Exclusive | Dileesh Pothan On 10 Years of 'Maheshinte Prathikaram', the Film That Started It All

The Fahadh Faasil film, a modern classic of Malayalam cinema, turned 10 last week

Vishal  Menon
By Vishal Menon
LAST UPDATED: FEB 09, 2026, 16:30 IST|9 min read
Dileesh Pothan looks back at 10 years of 'Maheshinte Prathikaram'
Dileesh Pothan looks back at 10 years of 'Maheshinte Prathikaram'

It’s a film that gets credited as for changing the texture of Malayalam cinema, notoriously bringing up the term ‘Prakriti Padam’ (or ‘Nature Film’) in the way that it absorbed reality to a whole new extent, diverging from the formulaic style of mainstream commercial cinema. It’s also a movie that popularised another term that’s become a part of pop culture, each time a director includes easter eggs or secret elements that are not easy to notice on first viewing. The phrase for this is, “Pothettan’s brilliance Or (Pothan’s Brilliance), in the way that tiny bits of information come together to give the viewer a new experience.”
● ● ● ● ●
— What to do —
(a) Using the Maheshinte Prathikaram article, decide whether each statement agrees with it. Answer yes or no for each, and quote the deciding words from the article. (i) Fahadh Faasil is in the film. (ii) The film followed the formulaic style of mainstream commercial cinema. (iii) The film reached its tenth anniversary last month.
(b) Carry on the Maheshinte Prathikaram article from its last sentence.

(Region segmentation data)
● ● ● ● ●
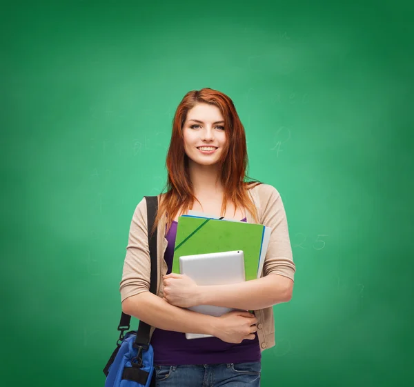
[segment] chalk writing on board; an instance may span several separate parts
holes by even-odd
[[[145,149],[146,150],[150,149],[150,139],[146,136],[144,137],[144,147],[141,141],[142,140],[141,139],[133,140],[132,154],[134,156],[137,156],[137,155],[138,155],[143,149]]]
[[[290,129],[286,126],[280,126],[276,130],[273,138],[275,145],[273,148],[270,148],[270,150],[276,151],[277,157],[279,157],[279,153],[283,151],[283,149],[282,149],[282,144],[288,141],[290,139]]]
[[[293,244],[293,247],[299,247],[300,248],[306,248],[305,246],[304,246],[304,244],[305,243],[305,241],[306,241],[306,236],[304,234],[302,234],[302,232],[297,232],[295,235],[295,239],[297,240],[297,238],[299,238],[299,240],[300,241],[300,243],[299,244]]]
[[[152,180],[155,180],[156,186],[153,187],[150,192],[152,195],[158,195],[162,190],[162,187],[164,181],[161,176],[155,176]]]
[[[326,237],[328,237],[328,234],[318,234],[315,239],[313,239],[311,243],[312,247],[315,250],[322,250],[324,248],[326,243]],[[299,248],[306,249],[309,247],[309,244],[306,244],[307,236],[302,232],[297,232],[295,234],[295,243],[293,244],[293,248]]]
[[[312,244],[315,250],[322,250],[325,247],[325,241],[322,239],[322,237],[328,237],[326,234],[319,234],[315,241]],[[317,246],[317,247],[315,247]]]
[[[97,270],[97,259],[92,257],[90,251],[88,252],[88,273],[93,277],[101,275],[101,273]]]
[[[168,146],[166,144],[163,145],[161,141],[162,141],[161,139],[163,138],[163,137],[165,139],[168,139],[168,136],[169,136],[169,134],[167,134],[165,132],[157,132],[157,133],[155,133],[155,137],[157,137],[157,139],[155,140],[157,141],[157,146],[161,148],[166,152],[168,151]]]
[[[90,175],[91,177],[99,177],[99,173],[98,172],[98,170],[95,168]]]
[[[292,344],[290,344],[290,341],[286,337],[282,337],[276,341],[273,354],[276,356],[285,356],[291,352],[291,350]]]
[[[365,286],[362,284],[359,284],[358,287],[359,288],[359,297],[364,298],[364,288]]]
[[[102,171],[102,170],[101,170],[101,173],[103,174],[103,176],[105,176],[106,177],[110,177],[110,175],[111,175],[111,172],[110,169],[106,169],[103,170]],[[92,173],[90,174],[90,177],[95,178],[99,178],[101,176],[101,174],[99,173],[99,170],[98,170],[98,168],[94,168],[92,171]]]
[[[102,192],[98,194],[98,206],[99,208],[99,214],[102,213]]]
[[[90,340],[90,338],[95,336],[93,339]],[[101,335],[100,335],[100,331],[97,329],[91,329],[90,327],[88,328],[88,327],[83,328],[83,346],[85,348],[88,347],[89,343],[90,342],[92,347],[95,348],[97,344],[97,339],[99,339]]]
[[[102,151],[105,152],[106,150],[107,144],[110,143],[110,141],[108,139],[104,139],[102,141]]]

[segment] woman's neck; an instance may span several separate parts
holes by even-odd
[[[223,187],[219,180],[216,182],[219,169],[216,166],[190,164],[190,178],[196,197],[217,196],[223,194]]]

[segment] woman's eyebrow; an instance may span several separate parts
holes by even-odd
[[[194,121],[194,122],[199,122],[199,123],[204,123],[202,121],[200,121],[199,119],[189,119],[188,121]],[[213,122],[213,124],[215,124],[215,123],[224,123],[224,121],[217,121],[217,122]]]

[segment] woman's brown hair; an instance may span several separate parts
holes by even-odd
[[[226,212],[227,202],[230,201],[234,204],[235,208],[247,208],[253,215],[255,221],[258,222],[256,208],[247,191],[262,183],[249,178],[246,175],[248,159],[244,127],[240,121],[233,101],[219,91],[205,88],[200,90],[188,92],[175,112],[172,120],[170,147],[166,160],[168,172],[166,184],[167,192],[161,195],[161,202],[152,231],[164,214],[167,215],[168,230],[180,209],[182,210],[181,213],[185,214],[193,207],[195,200],[199,201],[193,194],[183,137],[183,126],[187,118],[187,113],[197,103],[216,106],[224,119],[226,143],[221,159],[219,161],[221,173],[217,176],[217,181],[220,180],[224,188],[221,215]],[[250,181],[246,181],[246,179]]]

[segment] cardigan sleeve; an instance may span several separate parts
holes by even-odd
[[[146,201],[144,198],[135,208],[130,226],[119,285],[121,301],[150,290],[151,260],[146,218]]]
[[[263,275],[278,274],[294,281],[296,268],[283,202],[276,188],[269,184],[262,186],[259,192],[262,224],[272,228]]]

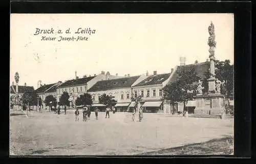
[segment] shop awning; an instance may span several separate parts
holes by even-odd
[[[142,106],[159,107],[163,101],[147,101],[145,102]]]
[[[106,106],[106,105],[102,103],[94,103],[92,104],[92,106]]]
[[[115,106],[127,106],[129,105],[130,103],[117,103]]]
[[[229,105],[234,106],[234,100],[229,100]]]
[[[132,101],[132,102],[130,104],[129,106],[128,107],[133,107],[135,106],[136,102],[135,101]]]
[[[186,106],[196,106],[197,101],[187,101]]]

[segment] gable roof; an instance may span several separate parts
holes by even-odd
[[[34,91],[34,87],[24,86],[18,86],[18,93],[24,93],[25,91]],[[12,85],[10,86],[10,91],[11,93],[15,93],[16,86]]]
[[[134,84],[139,77],[140,76],[135,76],[98,81],[88,90],[88,92],[105,91],[109,89],[117,88],[131,87],[133,84]]]
[[[53,86],[55,84],[48,84],[46,85],[42,86],[41,87],[37,88],[36,90],[35,90],[35,92],[36,93],[42,93],[45,92],[47,89],[49,89],[51,88],[52,86]]]
[[[178,66],[177,69],[182,69],[186,70],[191,70],[195,69],[197,72],[197,75],[201,77],[201,79],[203,79],[206,77],[205,73],[210,68],[210,62],[206,62],[204,63],[200,63],[197,64],[192,64],[184,66]],[[179,77],[179,75],[176,72],[174,72],[172,76],[169,83],[174,82]]]
[[[62,88],[86,84],[87,82],[91,80],[96,76],[90,76],[87,77],[80,78],[78,79],[73,79],[72,80],[69,80],[59,85],[58,88]]]
[[[170,76],[171,73],[159,74],[155,75],[151,75],[146,79],[139,83],[134,87],[150,86],[161,84],[163,81],[165,81]]]

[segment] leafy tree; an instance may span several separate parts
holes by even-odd
[[[46,103],[46,106],[50,106],[50,108],[49,108],[49,112],[50,109],[51,109],[51,110],[52,106],[55,106],[57,104],[56,98],[55,98],[53,95],[48,95],[46,96],[45,99],[45,102]],[[52,103],[50,103],[50,102],[52,102]]]
[[[66,106],[69,106],[70,105],[70,101],[69,101],[69,97],[70,96],[68,92],[64,92],[60,96],[60,98],[59,98],[59,104],[60,105],[65,106],[65,107]]]
[[[113,99],[111,96],[103,94],[99,98],[99,102],[106,105],[110,105],[111,107],[114,106],[114,104],[116,103],[116,101]]]
[[[21,98],[21,100],[24,104],[29,107],[37,105],[37,97],[38,95],[35,92],[25,91]]]
[[[177,102],[186,101],[191,98],[193,95],[196,95],[194,91],[193,94],[187,91],[196,91],[197,82],[200,77],[197,75],[195,69],[185,69],[180,68],[176,71],[178,74],[177,79],[165,86],[163,88],[163,97],[165,99],[170,100],[170,104],[174,104]]]
[[[91,105],[93,103],[92,96],[89,93],[81,95],[76,98],[75,103],[76,105],[82,105],[83,107]]]

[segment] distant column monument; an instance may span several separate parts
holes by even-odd
[[[224,95],[220,93],[221,81],[215,78],[215,48],[216,47],[214,25],[211,22],[208,28],[210,36],[208,39],[208,45],[210,48],[210,78],[207,80],[208,90],[206,94],[203,94],[201,89],[202,83],[198,83],[198,92],[197,96],[194,96],[197,102],[195,114],[213,115],[221,116],[225,111]]]

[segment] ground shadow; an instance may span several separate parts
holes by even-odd
[[[136,155],[229,155],[233,153],[231,146],[233,144],[233,138],[229,136],[201,143],[144,152]]]

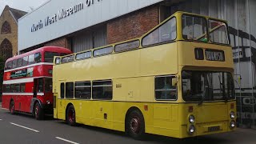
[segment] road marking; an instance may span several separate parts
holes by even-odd
[[[26,126],[20,126],[20,125],[18,125],[16,123],[13,123],[13,122],[10,122],[10,124],[12,125],[14,125],[14,126],[19,126],[19,127],[22,127],[24,129],[27,129],[27,130],[32,130],[32,131],[34,131],[34,132],[37,132],[37,133],[39,133],[38,130],[34,130],[34,129],[30,129],[30,128],[28,128],[28,127],[26,127]]]
[[[59,137],[55,137],[56,138],[58,139],[60,139],[60,140],[62,140],[62,141],[65,141],[65,142],[70,142],[70,143],[73,143],[73,144],[79,144],[78,142],[72,142],[72,141],[69,141],[67,139],[64,139],[64,138],[59,138]]]

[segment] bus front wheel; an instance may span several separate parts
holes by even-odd
[[[73,105],[69,106],[69,107],[67,108],[66,114],[66,121],[71,126],[74,126],[76,125],[75,110]]]
[[[14,101],[11,101],[10,102],[10,113],[11,114],[14,114],[14,113],[15,113],[15,110],[14,110]]]
[[[145,122],[142,114],[138,110],[130,113],[126,122],[126,132],[134,139],[143,139],[145,136]]]
[[[44,116],[43,110],[42,108],[41,108],[40,104],[38,102],[37,102],[34,106],[34,115],[35,119],[37,120],[43,119],[43,116]]]

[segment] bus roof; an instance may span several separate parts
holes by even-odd
[[[40,47],[38,49],[29,51],[27,53],[24,53],[17,56],[14,56],[12,58],[10,58],[6,60],[6,62],[10,62],[10,61],[13,61],[15,59],[18,59],[20,58],[23,58],[28,55],[30,55],[32,54],[36,54],[38,52],[45,52],[45,51],[52,51],[52,52],[61,52],[61,53],[67,53],[67,54],[71,54],[72,51],[70,50],[67,48],[65,47],[59,47],[59,46],[43,46],[43,47]]]

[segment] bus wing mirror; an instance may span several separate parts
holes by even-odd
[[[171,85],[173,86],[177,86],[177,83],[178,83],[178,78],[172,78],[171,79]]]

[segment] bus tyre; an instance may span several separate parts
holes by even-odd
[[[14,101],[11,101],[10,102],[10,113],[11,114],[14,114],[14,113],[15,113],[15,110],[14,110]]]
[[[70,105],[66,110],[66,121],[71,126],[76,126],[75,122],[75,110],[73,105]]]
[[[129,114],[126,122],[126,133],[134,139],[142,140],[145,136],[145,122],[142,114],[136,110]]]
[[[43,110],[42,109],[38,102],[37,102],[34,106],[34,115],[35,119],[37,120],[43,119],[43,116],[44,116]]]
● ● ● ● ●
— Results in order —
(a)
(i) Yes: "The Fahadh Faasil film"
(ii) No: "diverging from the formulaic style of mainstream commercial cinema"
(iii) No: "turned 10 last week"

(b)
The film, which released 10 years ago, is regarded as a modern Malayalam classic. Its director went on to make just two more films in this decade, Thondimuthalum Drikshakshiyum and Joju, both starring Fahadh Faasil. It’s also a film that gets credited for the way it revived Fahadh Faasil’s career after a particularly low phase when it came to his commercial films. As it completes the milestone year, Dileesh Pothan recalls the magical time of its shoot and the tiny changes in its filming that led to a major change in the final output.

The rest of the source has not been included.